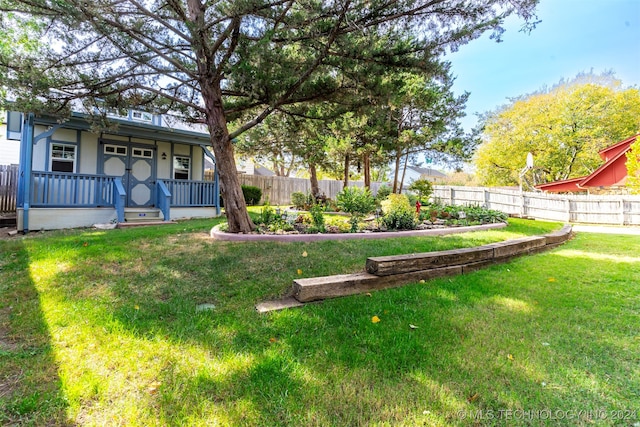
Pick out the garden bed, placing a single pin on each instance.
(217, 234)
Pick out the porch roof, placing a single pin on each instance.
(133, 129)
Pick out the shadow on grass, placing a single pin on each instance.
(503, 338)
(30, 388)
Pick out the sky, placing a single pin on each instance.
(573, 36)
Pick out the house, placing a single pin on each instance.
(149, 168)
(611, 175)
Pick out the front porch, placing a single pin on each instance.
(65, 200)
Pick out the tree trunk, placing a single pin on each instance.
(313, 177)
(347, 164)
(396, 172)
(404, 171)
(234, 204)
(366, 165)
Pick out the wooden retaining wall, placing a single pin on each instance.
(392, 271)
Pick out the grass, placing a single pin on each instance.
(101, 328)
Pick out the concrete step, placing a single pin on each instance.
(143, 215)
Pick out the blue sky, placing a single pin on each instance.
(574, 36)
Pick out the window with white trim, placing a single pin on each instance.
(181, 167)
(63, 158)
(142, 152)
(115, 150)
(141, 116)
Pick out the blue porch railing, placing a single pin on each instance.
(56, 189)
(191, 193)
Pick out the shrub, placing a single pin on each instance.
(383, 192)
(300, 200)
(252, 195)
(317, 216)
(423, 188)
(357, 202)
(268, 214)
(398, 213)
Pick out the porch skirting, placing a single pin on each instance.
(58, 218)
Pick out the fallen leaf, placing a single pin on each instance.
(153, 387)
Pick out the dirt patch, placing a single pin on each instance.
(8, 233)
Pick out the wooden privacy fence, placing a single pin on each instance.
(8, 188)
(608, 209)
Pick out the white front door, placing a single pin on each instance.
(135, 164)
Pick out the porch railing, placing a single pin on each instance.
(56, 189)
(191, 193)
(53, 189)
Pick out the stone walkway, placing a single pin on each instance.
(606, 229)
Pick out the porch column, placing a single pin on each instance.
(25, 169)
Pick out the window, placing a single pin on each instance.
(181, 167)
(63, 158)
(142, 152)
(115, 150)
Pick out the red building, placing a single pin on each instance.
(613, 173)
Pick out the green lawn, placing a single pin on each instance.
(101, 328)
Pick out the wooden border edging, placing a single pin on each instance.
(233, 237)
(398, 270)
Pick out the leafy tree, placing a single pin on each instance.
(633, 168)
(563, 127)
(424, 189)
(273, 141)
(212, 62)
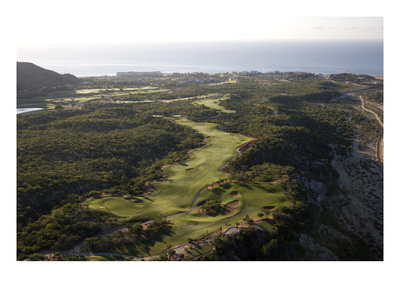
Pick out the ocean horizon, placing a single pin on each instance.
(313, 56)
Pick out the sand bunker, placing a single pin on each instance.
(229, 208)
(235, 194)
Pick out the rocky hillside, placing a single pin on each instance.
(33, 80)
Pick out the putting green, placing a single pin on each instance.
(182, 182)
(214, 103)
(253, 197)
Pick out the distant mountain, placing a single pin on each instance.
(33, 80)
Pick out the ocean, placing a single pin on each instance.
(314, 56)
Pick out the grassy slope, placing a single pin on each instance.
(254, 197)
(214, 103)
(83, 95)
(182, 182)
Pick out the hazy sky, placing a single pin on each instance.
(118, 21)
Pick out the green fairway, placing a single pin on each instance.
(253, 198)
(214, 103)
(84, 95)
(182, 181)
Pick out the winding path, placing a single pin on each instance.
(178, 249)
(380, 123)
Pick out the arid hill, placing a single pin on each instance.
(33, 80)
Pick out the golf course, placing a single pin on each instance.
(189, 184)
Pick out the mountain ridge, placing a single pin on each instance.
(33, 80)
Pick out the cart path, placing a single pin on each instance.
(179, 249)
(380, 139)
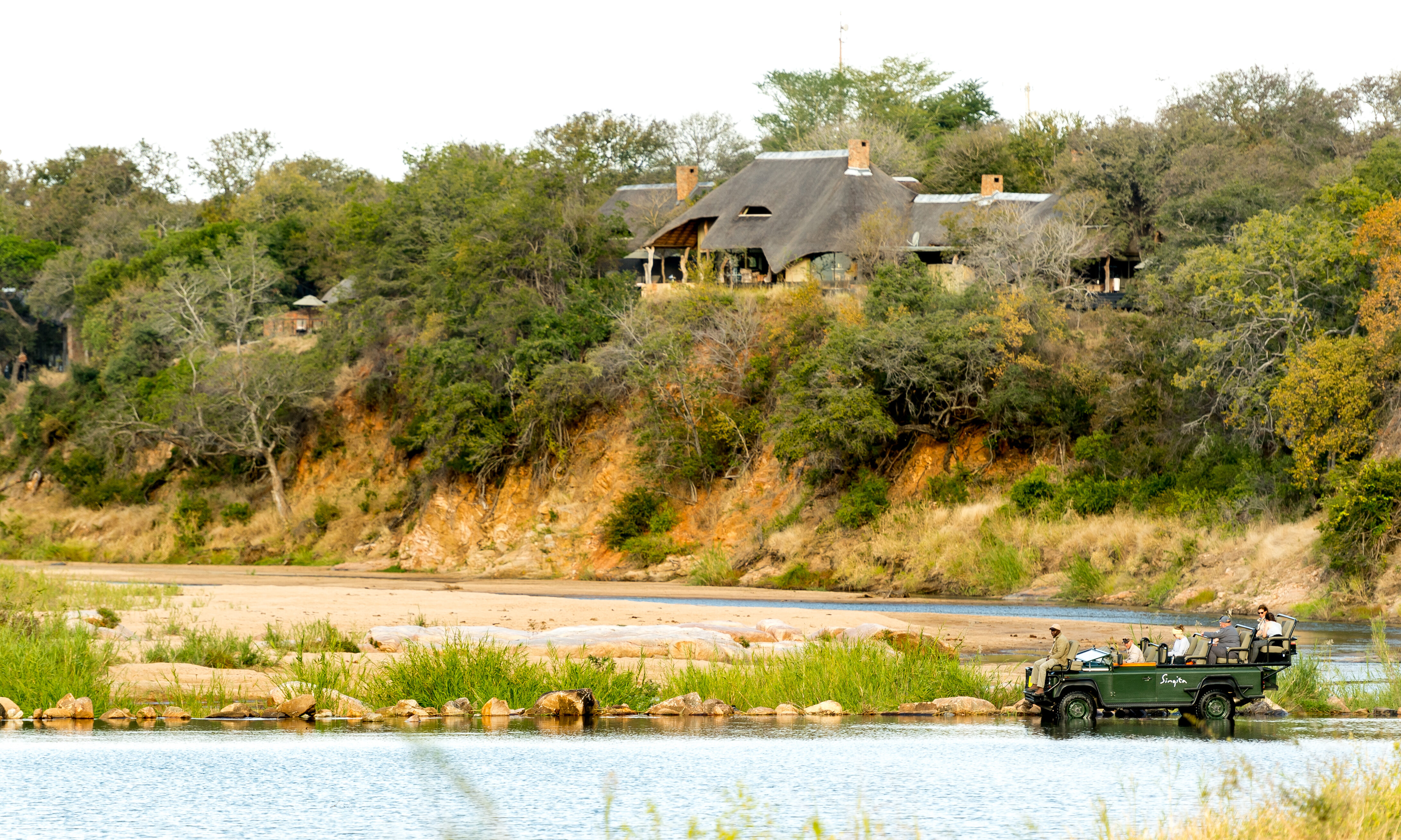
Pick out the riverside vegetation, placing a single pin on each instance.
(1243, 391)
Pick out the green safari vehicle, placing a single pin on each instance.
(1099, 680)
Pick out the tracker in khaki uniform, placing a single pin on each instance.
(1060, 656)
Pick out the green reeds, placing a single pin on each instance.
(862, 677)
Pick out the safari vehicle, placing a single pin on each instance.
(1100, 680)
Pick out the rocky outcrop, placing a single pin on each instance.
(565, 703)
(962, 706)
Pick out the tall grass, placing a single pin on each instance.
(865, 677)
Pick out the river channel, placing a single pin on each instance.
(962, 777)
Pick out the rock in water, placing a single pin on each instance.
(299, 706)
(682, 705)
(233, 710)
(567, 703)
(9, 710)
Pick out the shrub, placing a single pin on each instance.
(1030, 492)
(631, 517)
(237, 511)
(1360, 527)
(864, 502)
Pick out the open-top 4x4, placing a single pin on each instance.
(1100, 680)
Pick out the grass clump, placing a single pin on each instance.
(862, 677)
(483, 671)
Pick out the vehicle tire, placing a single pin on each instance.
(1215, 706)
(1075, 706)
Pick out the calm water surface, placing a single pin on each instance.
(953, 777)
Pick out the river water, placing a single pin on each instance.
(963, 777)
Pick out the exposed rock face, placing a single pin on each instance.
(676, 706)
(565, 703)
(233, 710)
(1263, 707)
(302, 705)
(950, 706)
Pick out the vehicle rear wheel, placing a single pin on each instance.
(1075, 706)
(1215, 706)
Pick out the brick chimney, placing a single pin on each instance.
(858, 155)
(687, 181)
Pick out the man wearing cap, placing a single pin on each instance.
(1222, 640)
(1060, 656)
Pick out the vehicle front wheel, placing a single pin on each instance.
(1075, 706)
(1215, 706)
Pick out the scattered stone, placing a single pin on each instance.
(676, 706)
(233, 710)
(302, 705)
(1263, 707)
(959, 706)
(567, 703)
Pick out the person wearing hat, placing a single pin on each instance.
(1180, 646)
(1060, 656)
(1222, 640)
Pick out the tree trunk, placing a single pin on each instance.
(275, 479)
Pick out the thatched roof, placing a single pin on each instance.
(814, 203)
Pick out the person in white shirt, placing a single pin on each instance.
(1133, 653)
(1180, 646)
(1264, 630)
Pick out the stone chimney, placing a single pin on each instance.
(687, 181)
(858, 155)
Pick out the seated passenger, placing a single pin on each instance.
(1264, 630)
(1179, 654)
(1133, 653)
(1223, 639)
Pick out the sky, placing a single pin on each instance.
(368, 82)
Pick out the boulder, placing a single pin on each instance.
(233, 710)
(950, 706)
(1263, 707)
(680, 705)
(565, 703)
(460, 707)
(302, 705)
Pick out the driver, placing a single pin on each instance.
(1060, 656)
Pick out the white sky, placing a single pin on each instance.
(366, 82)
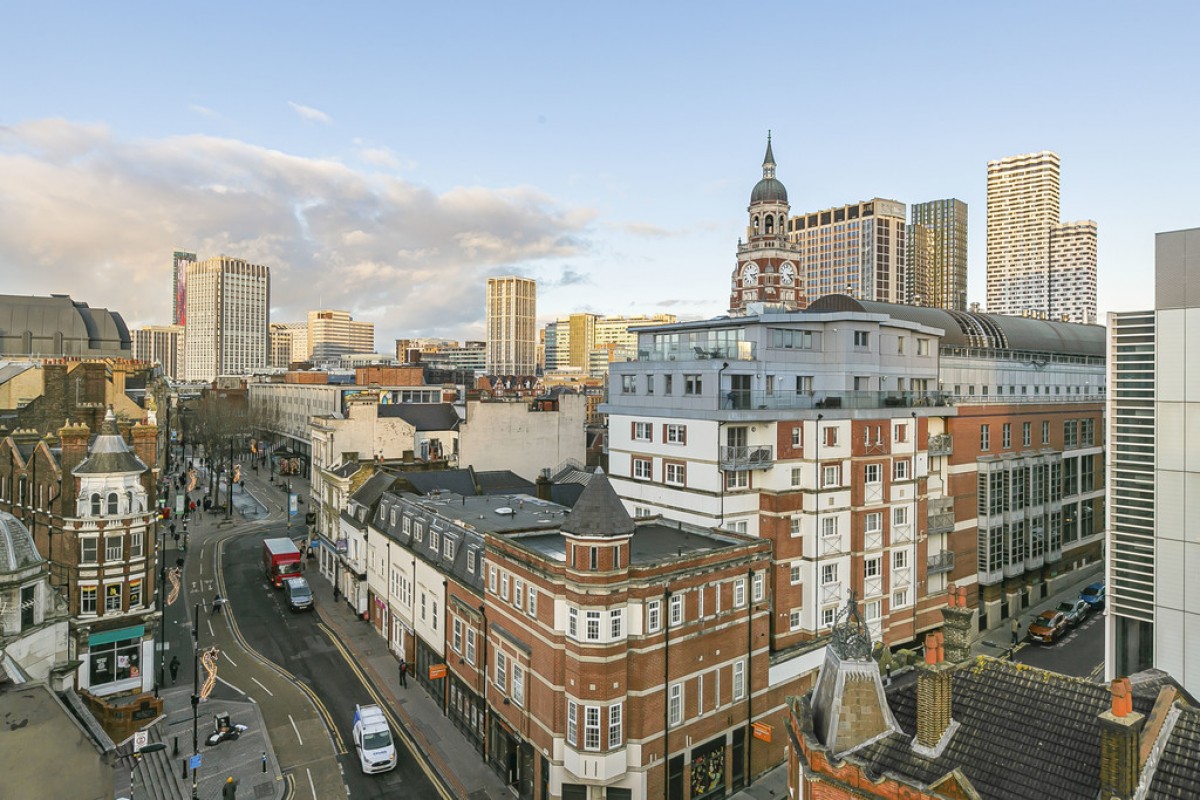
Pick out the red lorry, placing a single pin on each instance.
(281, 560)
________
What the task asks:
The records above are to be restated exactly, without their pictures.

Expected output:
Pick out the garden bed, placing a single pin on each instance.
(217, 234)
Pick out the porch roof, placing a single pin on each instance.
(133, 129)
Pick out the shadow on grass, placing a single pin on each instance.
(503, 338)
(30, 388)
Pick out the sky, placing a single pin on each instance.
(573, 36)
Pick out the house, placing a single pin on each instance.
(149, 168)
(611, 175)
Pick out the front porch, placing a single pin on each instance.
(65, 200)
Pick out the tree trunk, placing a single pin on each instance.
(313, 177)
(347, 164)
(396, 172)
(404, 171)
(234, 204)
(366, 165)
Pick out the wooden retaining wall, placing a single pin on each instance.
(392, 271)
Pick out the grass, placing a single pin on each instance.
(101, 328)
Pick out the concrete step, placing a single pin on each instance.
(143, 215)
Pick out the blue sky, placing a single pin on each instance.
(574, 36)
Pick out the window with white trim, placing a single pin on each instance.
(181, 167)
(63, 158)
(142, 152)
(115, 150)
(141, 116)
Pick out the blue porch railing, placing a single pin on each instance.
(56, 189)
(191, 193)
Pick out the shrub, placing a single pin on each instance.
(383, 192)
(300, 200)
(252, 195)
(317, 216)
(423, 188)
(357, 202)
(268, 214)
(398, 213)
Pick out the porch skirting, placing a single pin on each instance.
(58, 218)
Pick out the fallen leaf, placing a single pin on each instance.
(153, 387)
Pick out the dirt patch, placing a single pin on each instance.
(8, 233)
Pick out the wooden privacy fence, placing a single pin on each instance.
(8, 188)
(608, 209)
Pick out the white front door, placing a single pin on each instance.
(135, 164)
Pick out the porch railing, placing a single pin on each instance.
(56, 189)
(191, 193)
(53, 189)
Pick out the stone walkway, placing a single pin on each instance.
(606, 229)
Pick out the porch column, placing a single pin on each instance.
(25, 169)
Pick out the window, placing a single pin on each instance.
(181, 167)
(63, 158)
(142, 152)
(115, 150)
Pick out the red building, placing a single pin on each instance.
(613, 173)
Pick out the green lawn, placing a single pin on each instance.
(101, 328)
Pick out the wooden border edging, placing a single pin on each instance.
(233, 237)
(398, 270)
Pick out the leafy tree, placing a single pin on each instance.
(633, 168)
(563, 127)
(424, 189)
(273, 141)
(212, 62)
Pick out the ocean horizon, placing a single pin on each instance.
(313, 56)
Pick out the sand bunker, placing a single pin on each instance.
(229, 208)
(235, 194)
Pick out the rocky hillside, placing a single pin on each instance.
(33, 80)
Pick out the putting green, placing a single pin on each instance.
(182, 182)
(214, 103)
(253, 197)
Pick out the distant mountain, placing a single pin on each instance.
(33, 80)
Pick out the ocean, placing a single pin on each instance.
(314, 56)
Pick out the grassy slope, placing a single pin on each instance.
(254, 197)
(214, 103)
(83, 95)
(182, 182)
Pick out the hazy sky, placing a single pin on each instance.
(118, 21)
Pick out the green fairway, placing a single pin on each instance.
(253, 198)
(214, 103)
(84, 95)
(182, 181)
Pick out the winding path, placing a single pin on each instance.
(178, 249)
(380, 123)
Pick out the arid hill, placing a single pin on each instance.
(33, 80)
Pick out the golf course, placing a single pin on each instance.
(189, 184)
Pick out the mountain ridge, placing a single pin on each instance.
(33, 80)
Pick out the cart path, placing a single pin on each instance.
(179, 249)
(380, 139)
Pick out the riverside vegetation, placing a single pin on each instance.
(1243, 391)
Pick out the green safari vehicle, placing a single pin on each instance.
(1099, 680)
Pick out the tracker in khaki uniform, placing a single pin on each instance.
(1060, 656)
Pick out the green reeds, placing a single pin on each instance.
(862, 677)
Pick out the safari vehicle, placing a single pin on each instance.
(1100, 680)
Pick out the rocky outcrop, placing a single pin on each instance.
(565, 703)
(962, 706)
Pick out the tall grass, placing a single pin on each instance.
(865, 677)
Pick out the river channel, placing a single pin on each instance.
(962, 777)
Pick out the rock in water, placing a single pin on each instance.
(299, 706)
(682, 705)
(233, 710)
(567, 703)
(9, 710)
Pick out the shrub, placing a single pin on each instance.
(1030, 492)
(631, 517)
(237, 511)
(1360, 527)
(864, 502)
Pick out the open-top 4x4, placing a single pin on each instance.
(1100, 680)
Pick out the grass clump, placing a single pin on each instance.
(862, 677)
(483, 671)
Pick out the vehicle tire, placing a single pin on each instance.
(1215, 706)
(1075, 706)
Pick out the calm water surface, placing a single pin on each instance.
(953, 777)
Pick out the river water, placing a single pin on each instance.
(963, 777)
Pick out the exposed rock face, placing a single pin on each instance.
(676, 706)
(565, 703)
(233, 710)
(1263, 707)
(302, 705)
(950, 706)
Pick out the vehicle rear wheel, placing a single pin on each instance.
(1075, 706)
(1215, 706)
Pick out the brick chimney, placing a single pin on each instance.
(858, 155)
(687, 181)
Pick out the man wearing cap, placing a single pin on each instance.
(1222, 640)
(1060, 656)
Pick out the vehicle front wheel, placing a single pin on each instance.
(1075, 706)
(1215, 706)
Pick out the scattered stone, placing a single pin on each instance.
(676, 706)
(233, 710)
(302, 705)
(1263, 707)
(959, 706)
(567, 703)
Pick out the person wearing hat, placing a single pin on each instance.
(1180, 646)
(1060, 656)
(1222, 640)
Pick out the tree trunk, placing a single pin on each instance.
(275, 479)
Pick out the thatched roof, placing a single pin on each instance.
(814, 203)
Pick out the person in white shirt, placing a single pin on each instance.
(1133, 653)
(1180, 646)
(1264, 630)
Pick out the stone chimney, placing a single pin on each instance.
(687, 181)
(858, 155)
Pick out the seated passenger, placing a single pin on each instance.
(1264, 630)
(1179, 654)
(1133, 653)
(1223, 639)
Pick out the sky, placing a single pin on each instance.
(368, 82)
Pick out the boulder, placing a single pin on each instance.
(233, 710)
(950, 706)
(1263, 707)
(680, 705)
(565, 703)
(460, 707)
(302, 705)
Pick out the driver, placing a single pin on each instance.
(1060, 656)
Pick out the white sky, placing a single pin on each instance.
(366, 82)
Pick out the red lorry, placing a single pin on each instance.
(281, 560)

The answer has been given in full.